▸ Set problem
How many lines in the entries below contain the string "grass"? Reply with the number alone.

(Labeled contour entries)
####################

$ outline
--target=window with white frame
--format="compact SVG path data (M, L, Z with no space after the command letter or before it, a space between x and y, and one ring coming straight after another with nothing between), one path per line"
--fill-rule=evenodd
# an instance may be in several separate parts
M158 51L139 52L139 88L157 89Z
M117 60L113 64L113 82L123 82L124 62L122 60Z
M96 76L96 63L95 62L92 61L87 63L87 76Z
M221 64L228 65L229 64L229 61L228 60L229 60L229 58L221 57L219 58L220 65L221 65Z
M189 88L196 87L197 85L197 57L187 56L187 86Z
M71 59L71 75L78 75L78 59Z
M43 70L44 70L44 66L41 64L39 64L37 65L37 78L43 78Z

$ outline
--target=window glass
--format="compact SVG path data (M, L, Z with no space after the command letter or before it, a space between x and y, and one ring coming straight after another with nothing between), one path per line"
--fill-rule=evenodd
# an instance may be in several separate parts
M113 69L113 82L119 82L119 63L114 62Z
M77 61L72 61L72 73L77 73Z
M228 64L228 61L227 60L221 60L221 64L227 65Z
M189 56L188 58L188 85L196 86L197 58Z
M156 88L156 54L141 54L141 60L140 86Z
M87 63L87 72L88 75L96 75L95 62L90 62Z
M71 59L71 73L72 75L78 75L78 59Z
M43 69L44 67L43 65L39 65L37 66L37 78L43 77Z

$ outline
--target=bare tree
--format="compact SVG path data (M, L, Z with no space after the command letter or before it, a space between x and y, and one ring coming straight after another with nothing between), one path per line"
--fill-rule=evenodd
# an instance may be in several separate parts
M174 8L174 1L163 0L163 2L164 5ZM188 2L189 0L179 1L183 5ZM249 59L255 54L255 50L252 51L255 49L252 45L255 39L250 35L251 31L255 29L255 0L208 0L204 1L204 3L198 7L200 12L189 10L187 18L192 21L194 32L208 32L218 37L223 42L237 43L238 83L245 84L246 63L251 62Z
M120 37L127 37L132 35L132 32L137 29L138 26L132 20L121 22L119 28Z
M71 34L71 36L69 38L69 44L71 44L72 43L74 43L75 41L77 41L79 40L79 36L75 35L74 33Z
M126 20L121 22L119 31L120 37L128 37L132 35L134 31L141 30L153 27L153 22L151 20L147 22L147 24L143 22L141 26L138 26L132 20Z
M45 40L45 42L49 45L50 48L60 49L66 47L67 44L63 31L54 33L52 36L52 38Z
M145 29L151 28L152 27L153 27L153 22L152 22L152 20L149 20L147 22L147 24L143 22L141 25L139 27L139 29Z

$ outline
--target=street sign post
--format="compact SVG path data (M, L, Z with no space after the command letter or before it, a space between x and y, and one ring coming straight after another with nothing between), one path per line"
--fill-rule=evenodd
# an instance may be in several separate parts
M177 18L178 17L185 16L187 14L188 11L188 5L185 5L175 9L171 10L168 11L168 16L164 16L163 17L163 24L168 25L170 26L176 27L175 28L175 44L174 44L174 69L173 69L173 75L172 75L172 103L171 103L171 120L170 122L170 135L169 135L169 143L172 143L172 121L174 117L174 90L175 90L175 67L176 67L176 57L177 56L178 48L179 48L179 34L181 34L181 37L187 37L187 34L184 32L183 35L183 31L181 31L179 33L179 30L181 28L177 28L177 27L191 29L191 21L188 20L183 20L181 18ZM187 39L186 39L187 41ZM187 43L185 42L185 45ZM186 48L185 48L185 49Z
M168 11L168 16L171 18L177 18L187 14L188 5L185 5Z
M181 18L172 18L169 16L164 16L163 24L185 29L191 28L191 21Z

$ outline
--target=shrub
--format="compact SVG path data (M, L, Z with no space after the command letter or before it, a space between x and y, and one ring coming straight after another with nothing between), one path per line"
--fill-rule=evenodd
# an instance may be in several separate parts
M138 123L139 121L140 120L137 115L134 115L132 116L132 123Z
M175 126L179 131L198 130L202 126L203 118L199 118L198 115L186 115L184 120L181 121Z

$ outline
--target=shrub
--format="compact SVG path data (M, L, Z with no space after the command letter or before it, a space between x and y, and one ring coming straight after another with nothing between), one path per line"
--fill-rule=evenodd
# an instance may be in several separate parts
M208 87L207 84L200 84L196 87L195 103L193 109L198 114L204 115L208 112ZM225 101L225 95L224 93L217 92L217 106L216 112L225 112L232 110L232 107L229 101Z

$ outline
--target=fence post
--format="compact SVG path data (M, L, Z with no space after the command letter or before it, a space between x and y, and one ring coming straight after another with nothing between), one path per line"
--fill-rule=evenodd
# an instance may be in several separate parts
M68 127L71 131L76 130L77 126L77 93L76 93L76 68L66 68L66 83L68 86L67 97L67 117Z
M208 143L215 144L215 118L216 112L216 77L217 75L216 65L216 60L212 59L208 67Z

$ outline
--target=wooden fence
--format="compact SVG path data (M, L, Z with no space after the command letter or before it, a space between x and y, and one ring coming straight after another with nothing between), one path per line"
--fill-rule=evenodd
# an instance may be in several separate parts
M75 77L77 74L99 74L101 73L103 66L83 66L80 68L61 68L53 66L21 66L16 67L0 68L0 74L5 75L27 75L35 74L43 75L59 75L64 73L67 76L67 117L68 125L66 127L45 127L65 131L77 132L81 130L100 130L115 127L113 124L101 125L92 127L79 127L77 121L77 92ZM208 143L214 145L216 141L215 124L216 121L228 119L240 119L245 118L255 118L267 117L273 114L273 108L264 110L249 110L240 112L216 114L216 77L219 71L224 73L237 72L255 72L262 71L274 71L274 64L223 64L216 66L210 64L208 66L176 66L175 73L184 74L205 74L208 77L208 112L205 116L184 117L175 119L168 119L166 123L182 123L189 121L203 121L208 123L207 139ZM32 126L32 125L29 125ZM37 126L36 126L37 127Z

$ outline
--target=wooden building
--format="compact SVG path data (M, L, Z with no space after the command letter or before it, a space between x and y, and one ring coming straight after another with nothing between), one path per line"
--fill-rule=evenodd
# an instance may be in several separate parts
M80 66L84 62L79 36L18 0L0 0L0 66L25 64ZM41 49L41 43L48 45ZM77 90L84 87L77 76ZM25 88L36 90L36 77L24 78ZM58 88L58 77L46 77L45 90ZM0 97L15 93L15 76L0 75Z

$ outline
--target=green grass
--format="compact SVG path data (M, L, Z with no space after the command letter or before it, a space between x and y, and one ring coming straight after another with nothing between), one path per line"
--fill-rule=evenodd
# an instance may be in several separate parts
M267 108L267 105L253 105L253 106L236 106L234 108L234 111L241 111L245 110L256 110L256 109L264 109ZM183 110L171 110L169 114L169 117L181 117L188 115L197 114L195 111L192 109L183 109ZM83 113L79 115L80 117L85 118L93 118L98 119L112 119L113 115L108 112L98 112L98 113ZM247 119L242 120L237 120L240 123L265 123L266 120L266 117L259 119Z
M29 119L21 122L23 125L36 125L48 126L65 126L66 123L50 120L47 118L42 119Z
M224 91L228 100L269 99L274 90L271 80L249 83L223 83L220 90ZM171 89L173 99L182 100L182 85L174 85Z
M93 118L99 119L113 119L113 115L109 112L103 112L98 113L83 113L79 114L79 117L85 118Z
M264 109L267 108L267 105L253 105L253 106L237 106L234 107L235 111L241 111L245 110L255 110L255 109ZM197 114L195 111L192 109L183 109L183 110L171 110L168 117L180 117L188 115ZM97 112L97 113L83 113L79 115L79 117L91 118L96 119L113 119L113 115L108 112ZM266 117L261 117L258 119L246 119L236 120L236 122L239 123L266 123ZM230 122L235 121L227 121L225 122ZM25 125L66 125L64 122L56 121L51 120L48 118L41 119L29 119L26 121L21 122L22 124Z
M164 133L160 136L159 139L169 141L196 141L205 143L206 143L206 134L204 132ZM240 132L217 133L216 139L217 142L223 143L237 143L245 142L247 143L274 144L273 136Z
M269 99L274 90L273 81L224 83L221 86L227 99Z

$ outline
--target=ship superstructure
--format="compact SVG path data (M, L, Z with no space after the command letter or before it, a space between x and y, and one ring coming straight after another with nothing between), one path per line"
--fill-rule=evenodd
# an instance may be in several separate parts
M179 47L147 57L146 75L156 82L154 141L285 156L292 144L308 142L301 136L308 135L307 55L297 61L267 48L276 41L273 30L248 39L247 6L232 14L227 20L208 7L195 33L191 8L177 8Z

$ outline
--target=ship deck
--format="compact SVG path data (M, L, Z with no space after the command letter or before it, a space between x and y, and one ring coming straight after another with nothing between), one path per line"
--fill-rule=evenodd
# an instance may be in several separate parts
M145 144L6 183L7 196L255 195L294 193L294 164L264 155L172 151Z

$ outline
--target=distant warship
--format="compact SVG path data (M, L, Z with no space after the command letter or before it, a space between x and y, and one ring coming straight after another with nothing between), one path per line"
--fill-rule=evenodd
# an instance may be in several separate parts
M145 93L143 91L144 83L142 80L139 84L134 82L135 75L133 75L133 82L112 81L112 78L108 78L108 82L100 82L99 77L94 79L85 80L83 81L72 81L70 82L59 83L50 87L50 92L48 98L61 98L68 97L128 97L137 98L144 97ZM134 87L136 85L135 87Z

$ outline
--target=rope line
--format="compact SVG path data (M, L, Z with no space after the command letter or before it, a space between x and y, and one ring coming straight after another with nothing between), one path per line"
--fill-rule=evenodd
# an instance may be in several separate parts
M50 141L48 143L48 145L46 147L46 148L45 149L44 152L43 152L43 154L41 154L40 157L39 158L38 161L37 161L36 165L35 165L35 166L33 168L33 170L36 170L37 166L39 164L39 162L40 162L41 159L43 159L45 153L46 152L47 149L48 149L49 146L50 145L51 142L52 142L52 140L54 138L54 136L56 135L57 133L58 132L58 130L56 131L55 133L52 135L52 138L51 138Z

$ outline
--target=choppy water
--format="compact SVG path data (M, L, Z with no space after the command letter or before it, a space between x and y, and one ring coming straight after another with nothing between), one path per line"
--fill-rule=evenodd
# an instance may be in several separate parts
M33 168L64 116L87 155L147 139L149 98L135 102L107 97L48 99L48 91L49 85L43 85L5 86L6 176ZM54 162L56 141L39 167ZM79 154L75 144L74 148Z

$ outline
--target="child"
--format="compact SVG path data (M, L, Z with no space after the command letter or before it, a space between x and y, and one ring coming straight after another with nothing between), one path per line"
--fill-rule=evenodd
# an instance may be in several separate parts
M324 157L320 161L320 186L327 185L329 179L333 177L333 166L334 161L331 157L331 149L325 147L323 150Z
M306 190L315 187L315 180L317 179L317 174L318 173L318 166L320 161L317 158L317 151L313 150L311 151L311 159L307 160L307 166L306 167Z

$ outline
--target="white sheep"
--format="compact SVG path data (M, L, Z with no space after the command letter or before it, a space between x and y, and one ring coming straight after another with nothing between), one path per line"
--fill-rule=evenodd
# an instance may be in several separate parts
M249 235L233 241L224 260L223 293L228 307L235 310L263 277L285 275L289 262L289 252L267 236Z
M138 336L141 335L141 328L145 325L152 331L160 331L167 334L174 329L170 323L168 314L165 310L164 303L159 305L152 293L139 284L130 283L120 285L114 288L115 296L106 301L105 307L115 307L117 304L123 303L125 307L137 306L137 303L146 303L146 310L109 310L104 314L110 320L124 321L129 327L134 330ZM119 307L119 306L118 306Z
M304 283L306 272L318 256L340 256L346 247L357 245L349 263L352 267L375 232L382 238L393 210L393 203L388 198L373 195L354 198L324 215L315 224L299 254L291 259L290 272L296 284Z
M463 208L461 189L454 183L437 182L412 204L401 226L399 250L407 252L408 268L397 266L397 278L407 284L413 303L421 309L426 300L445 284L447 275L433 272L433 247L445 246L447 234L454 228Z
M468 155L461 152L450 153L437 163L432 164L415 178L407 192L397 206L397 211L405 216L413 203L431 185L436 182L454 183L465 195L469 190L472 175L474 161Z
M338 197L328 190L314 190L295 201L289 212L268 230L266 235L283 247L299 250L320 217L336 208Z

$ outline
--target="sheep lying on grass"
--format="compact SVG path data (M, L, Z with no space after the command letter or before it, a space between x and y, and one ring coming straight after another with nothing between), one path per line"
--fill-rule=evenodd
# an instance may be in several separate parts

####################

▸ The result
2